The Centers for Disease Control and Prevention is to lead the
multimillion-dollar surveillance effort, which officials expect to become
the cornerstone of a national network to spot disease outbreaks by tracking
data like doctor reports, emergency room visits and sales of flu medicine.
"Our goal is to have a model that any city could pick up and apply," a
senior administration official said of the plan.
Officials would not disclose the program's cost or which cities will be
involved. But experts say Washington is likely to be one of the eight.
Such surveillance is now possible because of an explosion in commercial
medical databases that health authorities, with permission and under strict
legal agreements, are starting to mine. In ambition and potential
usefulness, the health network goes far beyond an environmental surveillance
system, disclosed by the administration last week, that will sniff the air
for dangerous germs.

──────────────────────────────

● DIRECTIONS:
1. List the types of data that the disease surveillance passage gives as examples of what the network will track.
2. Continue the passage about the disease surveillance network, picking up after its final sentence.

──────────────────────────────

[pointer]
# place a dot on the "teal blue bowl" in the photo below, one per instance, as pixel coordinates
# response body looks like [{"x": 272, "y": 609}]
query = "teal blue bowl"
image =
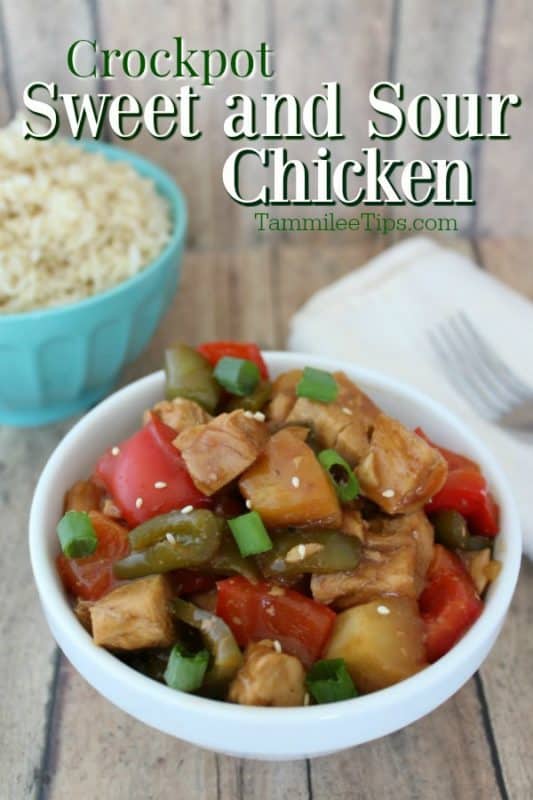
[{"x": 59, "y": 361}]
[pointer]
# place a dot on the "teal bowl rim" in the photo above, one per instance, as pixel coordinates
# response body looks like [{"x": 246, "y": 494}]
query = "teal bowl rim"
[{"x": 177, "y": 203}]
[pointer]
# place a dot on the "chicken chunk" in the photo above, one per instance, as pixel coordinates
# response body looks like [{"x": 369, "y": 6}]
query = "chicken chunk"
[
  {"x": 287, "y": 485},
  {"x": 220, "y": 450},
  {"x": 268, "y": 678},
  {"x": 134, "y": 616},
  {"x": 400, "y": 472},
  {"x": 343, "y": 425},
  {"x": 82, "y": 610},
  {"x": 179, "y": 413},
  {"x": 395, "y": 558}
]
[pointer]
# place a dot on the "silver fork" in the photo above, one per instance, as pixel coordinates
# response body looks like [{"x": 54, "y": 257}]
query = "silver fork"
[{"x": 478, "y": 373}]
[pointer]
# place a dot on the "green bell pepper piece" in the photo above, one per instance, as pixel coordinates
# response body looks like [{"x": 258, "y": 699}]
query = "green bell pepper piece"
[
  {"x": 292, "y": 553},
  {"x": 190, "y": 375},
  {"x": 217, "y": 638}
]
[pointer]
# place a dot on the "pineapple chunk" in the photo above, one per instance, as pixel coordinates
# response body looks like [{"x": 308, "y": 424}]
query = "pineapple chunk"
[
  {"x": 134, "y": 616},
  {"x": 381, "y": 642},
  {"x": 287, "y": 485}
]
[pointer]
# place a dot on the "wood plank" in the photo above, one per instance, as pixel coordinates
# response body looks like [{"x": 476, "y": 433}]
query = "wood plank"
[
  {"x": 6, "y": 99},
  {"x": 300, "y": 271},
  {"x": 507, "y": 685},
  {"x": 27, "y": 657},
  {"x": 38, "y": 42},
  {"x": 215, "y": 220},
  {"x": 403, "y": 765},
  {"x": 439, "y": 48},
  {"x": 506, "y": 182},
  {"x": 222, "y": 295},
  {"x": 506, "y": 675},
  {"x": 510, "y": 261}
]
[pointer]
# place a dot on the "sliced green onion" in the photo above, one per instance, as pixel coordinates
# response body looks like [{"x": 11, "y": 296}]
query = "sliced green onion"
[
  {"x": 317, "y": 385},
  {"x": 185, "y": 671},
  {"x": 329, "y": 681},
  {"x": 76, "y": 534},
  {"x": 237, "y": 375},
  {"x": 341, "y": 474},
  {"x": 250, "y": 534}
]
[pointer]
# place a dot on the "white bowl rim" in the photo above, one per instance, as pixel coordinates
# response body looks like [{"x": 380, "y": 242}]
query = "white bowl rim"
[{"x": 433, "y": 676}]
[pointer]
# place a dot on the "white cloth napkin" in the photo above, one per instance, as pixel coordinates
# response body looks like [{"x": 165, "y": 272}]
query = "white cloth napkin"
[{"x": 379, "y": 316}]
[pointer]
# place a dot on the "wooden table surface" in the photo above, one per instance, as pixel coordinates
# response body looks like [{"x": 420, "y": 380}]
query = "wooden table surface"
[{"x": 62, "y": 741}]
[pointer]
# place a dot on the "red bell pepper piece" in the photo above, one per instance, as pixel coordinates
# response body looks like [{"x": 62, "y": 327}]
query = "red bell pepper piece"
[
  {"x": 148, "y": 476},
  {"x": 449, "y": 604},
  {"x": 92, "y": 576},
  {"x": 465, "y": 491},
  {"x": 454, "y": 460},
  {"x": 256, "y": 611},
  {"x": 214, "y": 351}
]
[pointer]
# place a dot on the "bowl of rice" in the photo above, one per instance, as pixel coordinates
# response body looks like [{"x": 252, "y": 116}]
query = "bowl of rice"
[{"x": 91, "y": 239}]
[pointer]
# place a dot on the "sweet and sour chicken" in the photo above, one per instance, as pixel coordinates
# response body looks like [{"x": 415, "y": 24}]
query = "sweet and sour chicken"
[{"x": 275, "y": 542}]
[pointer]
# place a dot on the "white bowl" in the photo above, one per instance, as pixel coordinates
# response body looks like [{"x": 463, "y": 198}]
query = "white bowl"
[{"x": 264, "y": 733}]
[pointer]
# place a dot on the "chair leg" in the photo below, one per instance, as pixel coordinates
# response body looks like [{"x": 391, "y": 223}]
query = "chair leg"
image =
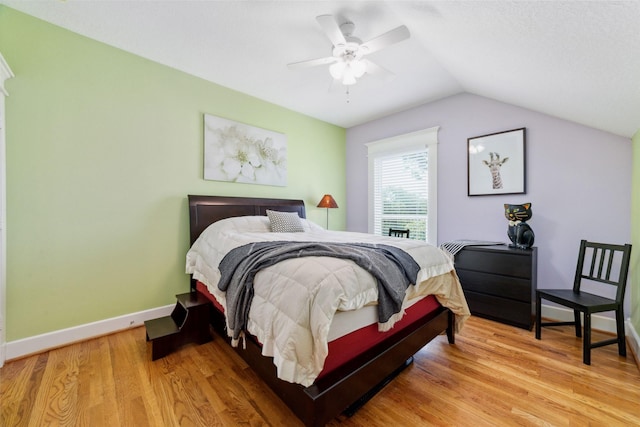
[
  {"x": 586, "y": 341},
  {"x": 622, "y": 345},
  {"x": 578, "y": 323},
  {"x": 538, "y": 316}
]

──────────────────────────────

● OUTPUTS FOR THE TASKS:
1. Doctor reports, emergency room visits, and sales of flu medicine.

2.
The emerging health monitoring network, officials and experts say, will
provide information that could save lives if terrorists strike with deadly
germs like smallpox or anthrax. In detecting attacks, a head start of even a
day or two can greatly lower death rates by letting doctors treat rapidly
and prevent an isolated outbreak from becoming an epidemic. A senior
official said President Bush was expected to refer to these new bioterrorism
defenses in his State of the Union address.
The disease centers' initiative represents a sharp swing to civilian
leadership in a field the military pioneered and once dominated. But even in
civilian hands, the emerging network has raised concerns that such
surveillance may violate individual medical privacy rights.